§ PASSAGE:
##############################
In one corner of the striking image, ConEd employees who worked feverishly in the wake of Hurricane Sandy to restore power to a disaster-slammed New York. In the other: leggy supermodel Karlie Kloss posing in a glamorous Oscar de la Renta couture gown.
Wait, what? It's a real photo spread called "Storm Troupers" gracing the posh pages of February's Vogue and lensed by none other than Annie Leibovitz.
The shoot, of course, was intended as tribute to Sandy's first responders -- as Vogue's website explains: "When Hurricane Sandy hit, the city’s bravest and brightest punched back. With the area now on the mend, we paid these stalwart souls a visit, dressed up in the best of the New York collections. Call them New York’s other finest." That's surely a noble effort.
##############################
§ ENTRIES PROVIDED:
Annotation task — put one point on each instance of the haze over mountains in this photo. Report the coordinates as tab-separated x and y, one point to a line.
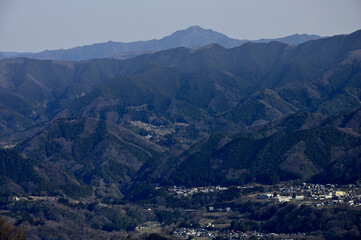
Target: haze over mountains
102	140
192	37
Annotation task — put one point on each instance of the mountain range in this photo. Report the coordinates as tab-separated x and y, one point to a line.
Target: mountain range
259	112
192	37
96	146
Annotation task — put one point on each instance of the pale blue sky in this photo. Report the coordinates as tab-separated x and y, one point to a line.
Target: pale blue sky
36	25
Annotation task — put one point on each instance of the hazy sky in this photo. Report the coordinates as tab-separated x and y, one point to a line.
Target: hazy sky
36	25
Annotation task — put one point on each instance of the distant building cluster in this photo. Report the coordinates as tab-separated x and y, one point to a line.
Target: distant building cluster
318	194
186	192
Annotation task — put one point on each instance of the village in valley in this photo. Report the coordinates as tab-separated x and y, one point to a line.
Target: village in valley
307	193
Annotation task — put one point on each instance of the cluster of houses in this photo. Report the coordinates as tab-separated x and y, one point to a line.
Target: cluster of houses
318	194
187	233
186	192
154	130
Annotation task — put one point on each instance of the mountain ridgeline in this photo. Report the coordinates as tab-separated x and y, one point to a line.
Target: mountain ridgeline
192	37
258	112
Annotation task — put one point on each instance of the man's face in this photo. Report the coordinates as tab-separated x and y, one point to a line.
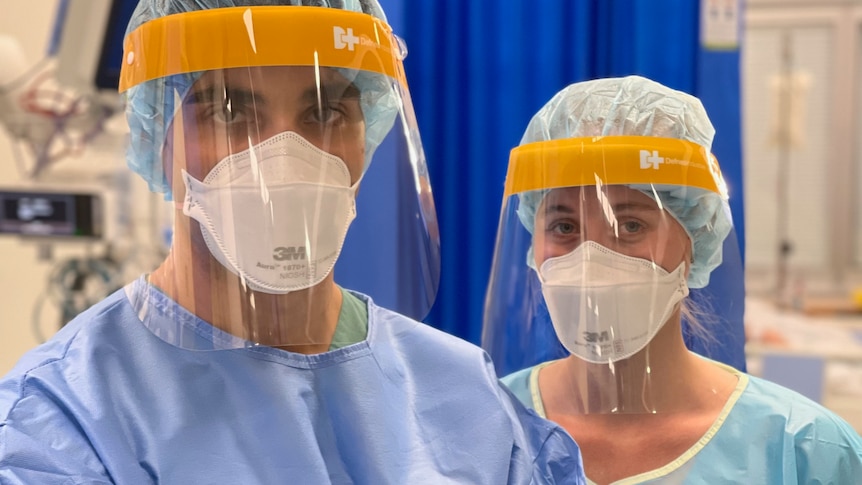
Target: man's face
617	217
227	111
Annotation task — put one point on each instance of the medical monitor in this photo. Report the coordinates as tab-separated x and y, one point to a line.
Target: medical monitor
87	42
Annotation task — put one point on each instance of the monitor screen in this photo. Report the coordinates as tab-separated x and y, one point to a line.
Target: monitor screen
88	42
29	213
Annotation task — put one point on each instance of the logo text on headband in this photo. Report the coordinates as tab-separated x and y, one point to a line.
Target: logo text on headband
344	38
650	159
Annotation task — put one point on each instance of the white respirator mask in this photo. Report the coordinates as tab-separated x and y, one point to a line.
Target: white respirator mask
276	214
606	306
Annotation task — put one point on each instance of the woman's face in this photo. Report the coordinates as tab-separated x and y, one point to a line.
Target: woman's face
227	111
617	217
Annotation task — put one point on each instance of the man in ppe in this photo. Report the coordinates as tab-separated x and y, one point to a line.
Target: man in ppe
239	360
615	208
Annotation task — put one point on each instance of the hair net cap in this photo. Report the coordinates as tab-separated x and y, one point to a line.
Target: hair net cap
634	105
148	120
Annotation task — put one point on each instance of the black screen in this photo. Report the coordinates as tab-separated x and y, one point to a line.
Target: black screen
49	214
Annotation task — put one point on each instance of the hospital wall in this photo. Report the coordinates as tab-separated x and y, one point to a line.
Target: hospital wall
35	272
802	76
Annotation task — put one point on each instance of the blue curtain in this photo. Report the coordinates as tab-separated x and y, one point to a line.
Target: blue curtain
479	69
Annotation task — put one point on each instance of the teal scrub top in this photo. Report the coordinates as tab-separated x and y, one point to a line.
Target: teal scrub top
765	434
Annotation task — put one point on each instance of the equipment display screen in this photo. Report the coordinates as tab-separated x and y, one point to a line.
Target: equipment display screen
50	214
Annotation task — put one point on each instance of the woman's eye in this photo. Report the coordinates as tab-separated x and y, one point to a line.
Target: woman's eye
229	113
326	114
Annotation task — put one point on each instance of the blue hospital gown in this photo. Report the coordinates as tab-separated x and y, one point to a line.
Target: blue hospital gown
765	435
107	401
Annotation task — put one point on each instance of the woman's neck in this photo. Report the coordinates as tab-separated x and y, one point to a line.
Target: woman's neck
664	376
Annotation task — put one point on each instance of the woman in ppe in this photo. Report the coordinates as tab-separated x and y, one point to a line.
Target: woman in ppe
614	208
239	359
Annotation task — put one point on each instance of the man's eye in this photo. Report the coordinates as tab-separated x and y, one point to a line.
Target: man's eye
632	226
563	228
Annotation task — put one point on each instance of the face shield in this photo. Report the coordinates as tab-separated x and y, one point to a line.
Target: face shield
270	118
600	239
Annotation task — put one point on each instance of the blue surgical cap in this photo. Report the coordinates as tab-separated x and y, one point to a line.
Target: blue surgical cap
634	105
150	106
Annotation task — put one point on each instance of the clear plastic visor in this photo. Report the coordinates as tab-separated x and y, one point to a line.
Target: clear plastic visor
276	201
591	271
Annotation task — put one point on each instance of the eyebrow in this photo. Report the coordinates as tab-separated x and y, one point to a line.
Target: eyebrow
635	206
330	88
562	208
207	94
622	206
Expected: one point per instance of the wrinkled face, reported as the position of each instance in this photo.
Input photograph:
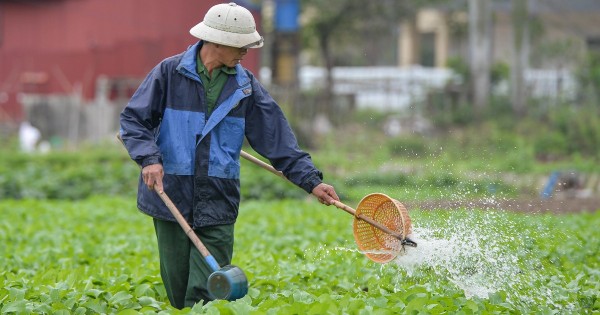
(231, 56)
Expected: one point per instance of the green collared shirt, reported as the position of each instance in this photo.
(213, 85)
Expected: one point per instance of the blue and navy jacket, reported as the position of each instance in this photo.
(166, 122)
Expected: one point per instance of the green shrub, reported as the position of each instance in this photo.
(408, 147)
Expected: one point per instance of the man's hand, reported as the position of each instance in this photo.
(325, 194)
(152, 175)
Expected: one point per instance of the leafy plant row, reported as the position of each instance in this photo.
(98, 256)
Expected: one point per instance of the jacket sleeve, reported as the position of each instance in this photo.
(141, 117)
(270, 135)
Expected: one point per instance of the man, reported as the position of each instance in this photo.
(185, 126)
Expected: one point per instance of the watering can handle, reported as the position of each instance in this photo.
(212, 262)
(336, 203)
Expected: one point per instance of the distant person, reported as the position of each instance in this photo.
(185, 126)
(29, 136)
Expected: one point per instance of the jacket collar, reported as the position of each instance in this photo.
(187, 66)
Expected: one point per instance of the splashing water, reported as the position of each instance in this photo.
(474, 252)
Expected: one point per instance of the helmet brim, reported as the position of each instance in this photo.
(213, 35)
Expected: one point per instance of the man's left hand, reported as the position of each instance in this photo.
(325, 194)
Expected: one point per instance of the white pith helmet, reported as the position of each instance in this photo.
(228, 24)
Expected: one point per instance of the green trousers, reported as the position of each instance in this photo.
(183, 269)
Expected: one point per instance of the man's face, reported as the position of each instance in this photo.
(231, 56)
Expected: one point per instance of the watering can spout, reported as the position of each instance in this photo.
(407, 241)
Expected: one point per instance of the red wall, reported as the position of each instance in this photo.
(51, 46)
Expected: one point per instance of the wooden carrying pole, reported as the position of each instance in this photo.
(336, 203)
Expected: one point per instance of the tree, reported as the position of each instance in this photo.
(480, 14)
(520, 21)
(332, 22)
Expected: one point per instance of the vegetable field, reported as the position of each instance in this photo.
(97, 255)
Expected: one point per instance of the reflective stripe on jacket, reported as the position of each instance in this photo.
(165, 122)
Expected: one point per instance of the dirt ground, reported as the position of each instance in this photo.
(550, 205)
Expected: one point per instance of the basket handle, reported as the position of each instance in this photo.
(336, 203)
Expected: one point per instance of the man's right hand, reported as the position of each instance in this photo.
(152, 175)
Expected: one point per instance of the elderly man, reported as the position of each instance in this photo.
(185, 126)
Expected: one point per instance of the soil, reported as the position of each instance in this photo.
(550, 205)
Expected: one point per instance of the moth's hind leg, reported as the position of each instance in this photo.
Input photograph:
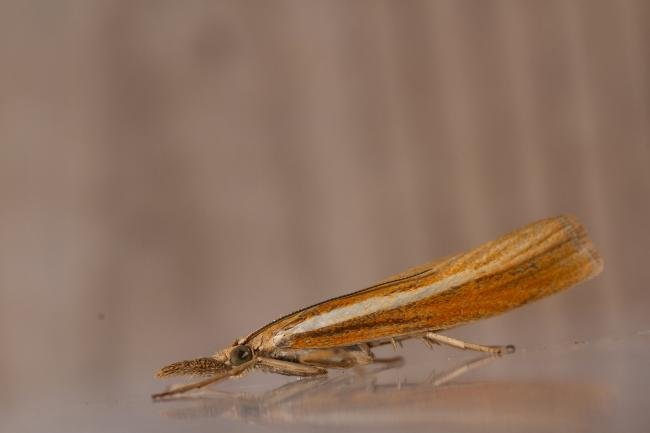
(459, 344)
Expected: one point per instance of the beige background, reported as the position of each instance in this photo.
(175, 174)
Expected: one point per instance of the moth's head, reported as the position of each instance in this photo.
(231, 361)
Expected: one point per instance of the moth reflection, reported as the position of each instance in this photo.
(360, 400)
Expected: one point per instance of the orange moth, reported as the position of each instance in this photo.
(525, 265)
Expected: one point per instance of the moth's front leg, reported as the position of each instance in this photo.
(288, 368)
(337, 357)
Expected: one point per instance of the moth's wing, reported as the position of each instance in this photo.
(527, 264)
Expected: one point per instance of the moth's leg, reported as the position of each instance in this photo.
(338, 357)
(185, 388)
(442, 339)
(288, 368)
(444, 377)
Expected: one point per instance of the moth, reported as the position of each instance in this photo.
(525, 265)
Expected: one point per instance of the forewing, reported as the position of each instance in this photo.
(527, 264)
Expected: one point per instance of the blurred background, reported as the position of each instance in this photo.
(176, 174)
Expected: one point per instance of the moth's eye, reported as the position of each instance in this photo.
(240, 355)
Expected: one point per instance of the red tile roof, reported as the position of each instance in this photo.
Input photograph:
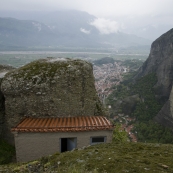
(63, 124)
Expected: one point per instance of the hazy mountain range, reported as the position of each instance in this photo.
(63, 29)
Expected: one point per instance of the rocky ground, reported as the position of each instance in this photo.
(105, 158)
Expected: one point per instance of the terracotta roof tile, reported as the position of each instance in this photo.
##############################
§ REQUIRED TASKS:
(A) Print everything in the passage on the Vogue shoot from "In one corner" down to "a noble effort.".
(B) In the passage on the Vogue shoot, list every phrase that the quote from Vogue's website uses to refer to the first responders.
(C) Go on with the passage about the Vogue shoot of Hurricane Sandy's first responders from where it stops.
The lines above play no part in this work.

§ RESPONSES TO THE EXERCISE:
(A)
In one corner of the striking image, ConEd employees who worked feverishly in the wake of Hurricane Sandy to restore power to a disaster-slammed New York. In the other: leggy supermodel Karlie Kloss posing in a glamorous Oscar de la Renta couture gown.
Wait, what? It's a real photo spread called "Storm Troupers" gracing the posh pages of February's Vogue and lensed by none other than Annie Leibovitz.
The shoot, of course, was intended as tribute to Sandy's first responders -- as Vogue's website explains: "When Hurricane Sandy hit, the city’s bravest and brightest punched back. With the area now on the mend, we paid these stalwart souls a visit, dressed up in the best of the New York collections. Call them New York’s other finest." That's surely a noble effort.

(B)
the city’s bravest and brightest
these stalwart souls
New York’s other finest

(C)
But that hasn't quelled outrage from commenters saying that Vogue's spread crosses the line in nestling $3,000 gowns amidst some of Sandy's most hard-hit neighborhoods, giving them the effect of bizarre ornaments.
In one image, Joan Smalls, Arizona Muse and Liu Wen do their best Blue Steel amidst members of the National Guard’s 69th Infantry, who are seen in fatigues delivering food to the Lexington Armory. (Clothing by Rag & Bone and Alexander Wang.) In another, Kloss and Chanel Iman strut through the Rockaways with some of the FDNY's finest. (Dresses by Narciso Rodriguez and Diane von Furstenberg.)
Backlash has already arrived: Slate ponders wryly, "Is this what happens when Anna Wintour feels emotion?" Kottke.org levels,"I guess they were going for inappropriate & provocative but hit inappropriate & idiotic instead?"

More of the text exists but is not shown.